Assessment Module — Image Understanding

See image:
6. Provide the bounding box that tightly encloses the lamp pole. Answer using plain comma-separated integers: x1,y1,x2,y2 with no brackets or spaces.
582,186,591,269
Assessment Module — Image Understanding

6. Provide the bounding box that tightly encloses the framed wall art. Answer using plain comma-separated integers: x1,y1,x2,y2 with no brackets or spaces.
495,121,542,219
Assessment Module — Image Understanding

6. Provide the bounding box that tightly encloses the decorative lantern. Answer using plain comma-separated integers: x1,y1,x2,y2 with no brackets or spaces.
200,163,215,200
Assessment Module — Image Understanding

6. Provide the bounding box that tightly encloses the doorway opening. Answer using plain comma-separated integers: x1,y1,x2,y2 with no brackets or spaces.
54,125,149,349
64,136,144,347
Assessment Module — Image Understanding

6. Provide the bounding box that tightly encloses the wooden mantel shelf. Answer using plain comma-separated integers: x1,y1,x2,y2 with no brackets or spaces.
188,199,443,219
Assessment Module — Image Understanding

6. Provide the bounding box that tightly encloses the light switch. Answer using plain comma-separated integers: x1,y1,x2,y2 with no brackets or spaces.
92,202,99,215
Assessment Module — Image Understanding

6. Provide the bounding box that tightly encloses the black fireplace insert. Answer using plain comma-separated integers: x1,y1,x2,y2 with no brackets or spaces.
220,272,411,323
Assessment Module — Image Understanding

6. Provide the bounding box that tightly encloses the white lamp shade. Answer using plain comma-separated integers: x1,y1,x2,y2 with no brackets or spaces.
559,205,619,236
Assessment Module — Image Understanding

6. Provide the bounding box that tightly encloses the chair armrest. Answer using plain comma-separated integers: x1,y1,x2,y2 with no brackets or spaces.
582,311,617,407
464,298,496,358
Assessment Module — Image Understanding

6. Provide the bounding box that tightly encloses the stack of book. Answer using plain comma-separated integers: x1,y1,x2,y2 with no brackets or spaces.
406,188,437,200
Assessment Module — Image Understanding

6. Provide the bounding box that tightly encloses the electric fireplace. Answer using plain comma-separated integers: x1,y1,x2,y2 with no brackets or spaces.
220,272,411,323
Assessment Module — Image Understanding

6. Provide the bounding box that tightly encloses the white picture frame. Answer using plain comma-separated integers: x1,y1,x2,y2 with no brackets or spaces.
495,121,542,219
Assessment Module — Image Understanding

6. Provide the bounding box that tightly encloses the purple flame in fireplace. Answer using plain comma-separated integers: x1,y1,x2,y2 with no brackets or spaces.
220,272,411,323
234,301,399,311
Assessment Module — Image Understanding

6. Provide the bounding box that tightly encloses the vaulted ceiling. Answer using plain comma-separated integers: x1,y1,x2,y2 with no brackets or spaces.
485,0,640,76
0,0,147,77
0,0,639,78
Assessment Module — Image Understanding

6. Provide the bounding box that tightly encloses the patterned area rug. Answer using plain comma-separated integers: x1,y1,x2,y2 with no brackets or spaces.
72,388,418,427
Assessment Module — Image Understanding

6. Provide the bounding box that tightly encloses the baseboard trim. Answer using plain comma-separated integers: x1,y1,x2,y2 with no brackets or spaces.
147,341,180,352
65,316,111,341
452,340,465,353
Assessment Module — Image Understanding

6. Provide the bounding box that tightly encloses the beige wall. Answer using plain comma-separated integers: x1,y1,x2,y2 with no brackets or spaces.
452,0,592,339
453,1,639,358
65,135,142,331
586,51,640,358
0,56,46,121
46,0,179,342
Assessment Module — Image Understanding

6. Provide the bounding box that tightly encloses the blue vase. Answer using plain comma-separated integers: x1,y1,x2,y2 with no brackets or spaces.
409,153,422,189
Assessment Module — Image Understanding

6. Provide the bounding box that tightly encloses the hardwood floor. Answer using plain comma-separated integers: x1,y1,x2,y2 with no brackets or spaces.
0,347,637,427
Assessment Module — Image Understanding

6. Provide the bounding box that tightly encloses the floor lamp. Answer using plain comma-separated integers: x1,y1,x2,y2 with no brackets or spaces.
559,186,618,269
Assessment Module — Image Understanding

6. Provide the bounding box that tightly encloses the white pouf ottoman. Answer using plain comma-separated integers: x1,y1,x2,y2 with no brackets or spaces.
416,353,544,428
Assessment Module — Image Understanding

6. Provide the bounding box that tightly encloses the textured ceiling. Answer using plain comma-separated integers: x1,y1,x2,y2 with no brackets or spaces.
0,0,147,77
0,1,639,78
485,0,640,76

• • • • • • •

• [Task goal] Would you write the material out again, exactly as given above?

• [Final answer]
Assessment Module — Image Understanding

See image:
6. Provide the bounding box that tightly encloses the lamp pole. Answer using plain comma-separated integers: x1,y1,x2,y2 with no brackets or spaces.
582,186,591,269
Assessment Module — Image Understanding

6. Provide the bounding box that tightly encloses the framed wall art. Answer using plain comma-separated integers: x1,y1,x2,y2 with no brackets or spaces.
495,121,542,219
Assessment Module — Image Understanding

6. Provide the bounding box that tightly encloses the decorative lantern. Answer using plain comma-separated integers: x1,y1,x2,y2 with no brackets or spaces.
200,163,215,200
Assessment Module — Image Understanding

6. Provide the bounding box that tightly encloses the doorway opening. Answer using plain comma-separated integers: x1,y1,x2,y2 with no brackets or spaces.
54,125,149,349
64,136,144,347
Assessment Module — Image Understanding

6. Provide the bounding box that tightly encloses the wooden mantel shelf. Answer using plain comma-separated integers: x1,y1,x2,y2 with no brackets or spaces.
188,199,443,219
Assessment Module — Image Understanding

6. Provide the bounding box that tightly encloses the light switch. Answer using plain comma-separated integers: x1,y1,x2,y2 with no brackets or spaces.
92,202,99,215
Assessment Module — Image Understanding

6. Provide the bounding box that tightly encloses the black fireplace insert. Answer using plain comma-separated integers: x1,y1,x2,y2 with no brackets or spaces.
220,272,411,323
Assessment Module — Image Understanding

6. Provide the bounding box that tightly encloses the white lamp shade. Answer using plain comma-separated integers: x1,y1,x2,y2 with no brackets or spaces.
559,205,619,236
Assessment Module — Image Understanding

6. Provide the bounding box that tightly encloses the chair armrest. Answer using plain comma-separated integers: x1,y1,x2,y2 with no brackets or spaces.
582,311,617,407
464,298,496,358
Assessment Module — Image Understanding

6. Provide the bounding box that tightly encloses the stack of book. Answer using plain comma-separated integers: x1,y1,x2,y2 with no brackets or spaces.
406,188,437,200
Assessment Module — Image Understanding

6. Provide the bounding box that tightly encloses the electric fireplace. Answer using plain comma-separated integers: x1,y1,x2,y2 with no brackets or spaces.
220,272,411,323
Assessment Module — Image Understanding

6. Provide the bounding box that tightly encloses the white picture frame. Answer using plain comma-separated integers: x1,y1,x2,y2 with no brackets or spaces.
495,121,542,219
Assessment Module — Image Understanding

6. Provide the bounding box that tightly encloses the purple flame in fireplace. Answer using plain comma-separated integers: x1,y1,x2,y2 with no brackets or spaces.
220,272,411,323
234,301,399,311
Assessment Module — Image Understanding

6. Provide the bounding box that tightly encloses the vaulted ceiling. Answer using plain comma-separated integers: x1,y1,x2,y2 with no brackets or spaces.
485,0,640,76
0,0,147,77
0,0,639,78
Assessment Module — Image Understanding

6. Provide the bounding box that tightly encloses the patterned area rug. Answer using plain comma-separated integers: x1,y1,x2,y2 with no brackets or spaces.
72,388,418,427
Assessment Module — Image Understanding

6. Provide the bounding box that tightly encloses the baseboard trim. Answer using plain comma-separated integers: x1,y1,x2,y2 with no brackets or spaces.
147,341,180,352
65,316,111,341
452,340,465,353
Assessment Module — Image Understanding

6. Provide the bounding box that tightly encloses the beige wall. Answer using plain comma-separated integers: x1,y1,x2,y2 with no brackets or spaces.
452,0,592,339
453,1,639,358
65,135,142,331
586,51,640,358
0,56,46,121
46,0,179,342
Assessment Module — Image Understanding

6. Provide the bounding box that tightly encloses the blue vase. Answer using plain comma-separated integers: x1,y1,x2,y2 with no brackets or spaces.
409,153,422,189
Assessment Module — Image Understanding

6. Provide the bounding box that tightly encloses the hardwood floor. Answer using plain comma-separated integers: x1,y1,x2,y2 with no brackets or spaces.
0,347,637,427
Assessment Module — Image Understanding

6. Provide the bounding box that tightly encloses the floor lamp. Answer using plain comma-separated integers: x1,y1,x2,y2 with no brackets or spaces.
559,186,618,269
Assessment Module — Image Understanding

6. Provide the bounding box that tightly encloses the white pouf ottoman. Answer using plain comma-separated integers: x1,y1,x2,y2 with no brackets or spaces.
416,353,544,428
Assessment Module — Image Understanding

6. Provide the bounding box that tightly encloses the textured ceiling. Answer using plain comma-separated integers: x1,y1,x2,y2 with no brackets or spaces.
0,0,147,77
0,1,639,78
485,0,640,76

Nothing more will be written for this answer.